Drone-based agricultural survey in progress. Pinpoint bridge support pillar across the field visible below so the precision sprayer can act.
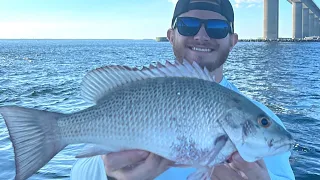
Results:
[292,2,302,39]
[309,12,314,36]
[263,0,279,40]
[302,8,309,38]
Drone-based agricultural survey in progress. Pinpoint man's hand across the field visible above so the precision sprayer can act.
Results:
[211,152,270,180]
[102,150,172,180]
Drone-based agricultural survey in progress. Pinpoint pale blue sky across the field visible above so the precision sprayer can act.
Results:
[0,0,320,39]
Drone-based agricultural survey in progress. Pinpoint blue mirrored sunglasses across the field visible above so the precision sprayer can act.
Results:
[173,17,232,39]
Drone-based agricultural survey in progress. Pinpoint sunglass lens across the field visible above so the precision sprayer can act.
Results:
[206,20,230,39]
[177,17,200,36]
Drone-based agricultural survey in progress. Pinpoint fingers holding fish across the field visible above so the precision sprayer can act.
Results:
[228,153,270,180]
[103,151,171,180]
[211,165,244,180]
[102,150,149,172]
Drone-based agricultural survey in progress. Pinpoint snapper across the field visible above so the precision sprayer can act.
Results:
[0,60,294,180]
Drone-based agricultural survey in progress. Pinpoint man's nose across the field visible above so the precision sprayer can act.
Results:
[194,25,210,42]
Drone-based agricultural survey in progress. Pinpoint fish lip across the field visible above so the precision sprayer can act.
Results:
[274,143,294,151]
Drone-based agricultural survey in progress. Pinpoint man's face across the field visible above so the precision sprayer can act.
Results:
[167,10,237,71]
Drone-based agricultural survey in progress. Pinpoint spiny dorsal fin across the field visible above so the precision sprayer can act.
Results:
[81,60,215,103]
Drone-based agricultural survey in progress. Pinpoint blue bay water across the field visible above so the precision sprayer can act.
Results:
[0,40,320,180]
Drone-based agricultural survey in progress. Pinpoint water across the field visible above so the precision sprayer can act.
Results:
[0,40,320,180]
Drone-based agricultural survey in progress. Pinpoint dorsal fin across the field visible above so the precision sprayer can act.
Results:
[81,60,215,103]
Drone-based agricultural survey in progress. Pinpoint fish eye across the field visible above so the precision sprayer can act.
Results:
[258,117,271,128]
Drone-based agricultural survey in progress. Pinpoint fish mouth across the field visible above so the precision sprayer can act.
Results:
[275,143,294,151]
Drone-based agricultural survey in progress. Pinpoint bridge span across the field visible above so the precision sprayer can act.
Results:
[263,0,320,40]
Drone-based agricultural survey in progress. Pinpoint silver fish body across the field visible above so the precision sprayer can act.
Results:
[57,77,236,164]
[0,62,293,179]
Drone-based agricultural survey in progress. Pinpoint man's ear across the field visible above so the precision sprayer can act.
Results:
[167,28,174,44]
[230,33,238,51]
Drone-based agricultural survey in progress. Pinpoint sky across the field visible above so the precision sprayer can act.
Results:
[0,0,320,39]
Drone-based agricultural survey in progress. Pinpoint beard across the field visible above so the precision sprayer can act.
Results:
[172,41,230,72]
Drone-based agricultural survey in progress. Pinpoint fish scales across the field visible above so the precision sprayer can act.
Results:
[0,61,294,180]
[58,77,228,163]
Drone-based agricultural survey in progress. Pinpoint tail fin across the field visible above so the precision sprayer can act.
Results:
[0,106,67,180]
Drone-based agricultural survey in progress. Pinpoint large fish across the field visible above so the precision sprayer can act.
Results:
[0,61,294,180]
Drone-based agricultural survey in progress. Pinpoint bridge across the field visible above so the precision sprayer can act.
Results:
[263,0,320,40]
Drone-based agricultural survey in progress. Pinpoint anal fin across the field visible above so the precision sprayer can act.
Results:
[76,144,111,158]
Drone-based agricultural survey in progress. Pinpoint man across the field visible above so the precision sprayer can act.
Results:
[71,0,295,180]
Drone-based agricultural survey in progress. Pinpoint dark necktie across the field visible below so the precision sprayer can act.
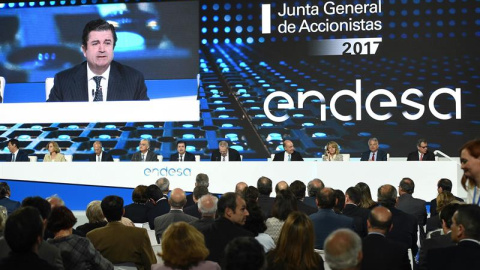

===

TASK DETAILS
Copy out every item above with "precision sprayer" swapped for "spot sprayer" wherever it appears, leaving all else unchanged. Omit the pictures.

SOLUTION TO THIS PROBLEM
Drone-based agricultural survey in progress. Pinpoint bridge support pillar across the field visible below so the spot sprayer can act.
Results:
[292,2,302,39]
[309,12,314,36]
[263,0,279,40]
[302,8,309,38]
Drone-based agricultural survey in progress. Pinpoint man's hand across the field visible above so the spot sprayer can act.
Results:
[211,152,270,180]
[102,150,172,180]
Drone-based agricultural survey in progress. Pinpoint pale blue sky across the field visible above so the spot sprayer can act.
Results:
[0,0,320,39]
Drone-based agricultural survey in progress. Pinpoint blue mirrored sunglasses across the field visible above so the spot sprayer can act.
Results:
[173,17,232,39]
Drone-based agricultural survey in progress. Pinpoint sunglass lens across the field visible above so the spot sprayer can act.
Results:
[206,20,230,39]
[177,17,200,36]
Drone-based agricultural survey in progress. Pinpoint fingers holding fish across the field visible above so the spot sprayer can act.
Results:
[228,153,270,180]
[103,151,171,180]
[211,165,244,180]
[102,150,149,172]
Drone-based agricultural survey in progress. Pinpoint snapper across the field visible above so the spot sprayer can act.
Results:
[0,60,294,180]
Drone-based agricultural survey in progress. Pinpoint man's nose across the field visible above so the spot sprayer can act.
Results:
[194,25,210,42]
Drone-based agricultural survey in progress. Pinpoint fish lip across the field visible above so the spot sprayer can act.
Results:
[274,143,294,151]
Drone-based agricultural survey in progress. Pinpoint man's face across the field visible above so the spot sprayer can act.
Results:
[167,10,237,71]
Drone-based agricultural survey in progress. Pinpoint spiny dorsal fin across the field visible above so the spot sprayer can act.
Results:
[81,60,215,103]
Drone-based agricultural survey in progress. Pinpoint blue bay water across the field visible above so the spot sprayer can act.
Results:
[0,40,320,180]
Drone-based agricultural survey in progress. Pinpoint water across the field visible above so the spot sprayer can act.
Results:
[0,40,320,180]
Drone-based agricultural survey in progress. Pinpoint dorsal fin across the field visible above so the spot sprayer can act.
Results:
[81,60,215,103]
Drone-based agricultural survey in progress. Pinpoint fish eye across the field visible above so the spot sprayer can act.
Results:
[258,117,271,128]
Drone-based agricultural survey in progress. Pinpoint fish mouth across the field visible above so the spot sprayer can act.
Results:
[275,143,294,151]
Drone-based agricultural survey in progress. Pinpoint bridge span across the field visible above so the spot sprayer can act.
Results:
[263,0,320,40]
Drone-based agricultural survey in progress. Pinpoint silver fish body across the field visible above so the spot sprayer can act.
Results:
[57,77,236,164]
[0,62,293,179]
Drone-based agricultural survey in progress. Pinpoint man's ear across the field visible above so the spot sprayer can act.
Results:
[167,28,174,44]
[230,33,238,51]
Drone-based agricultural survey in progress. Pinpoint sky across the field visible above so the spot sprayer can act.
Results:
[0,0,320,39]
Drone-based agricultural survey in progress. Pinpoint beard across the field visible above so the spot sprayer can act.
Results:
[172,41,230,72]
Drone-based agricultural survey in progress. Pinpoint fish scales across the field visible above so the spot sprayer can act.
Results:
[0,61,294,180]
[58,77,228,163]
Drone-based agricultural survey in progress. Pinpoint tail fin across the field visible above so the spot sprayer can act.
Results:
[0,106,67,180]
Drone-based agricultural survey in progress. Pinpoint large fish across the field visible above so the spot sprayer can act.
Results:
[0,61,294,180]
Drone-based agricultural survey in progress. Pinpoint bridge across the field visible above so the spot sprayer can act.
Results:
[263,0,320,40]
Drone-based agricultural survey in progress. Pinpoint anal fin across the field visible above so the spot sprayer can act.
Results:
[76,144,111,158]
Drone-based agricultural survey in progress. Pinpoint man across the field visible above so the spot sprayer can act.
Results:
[71,0,295,180]
Drone-based agricultural survey in progress. Pinpoint dark necktie across the field visible below so the spot sprayer can act.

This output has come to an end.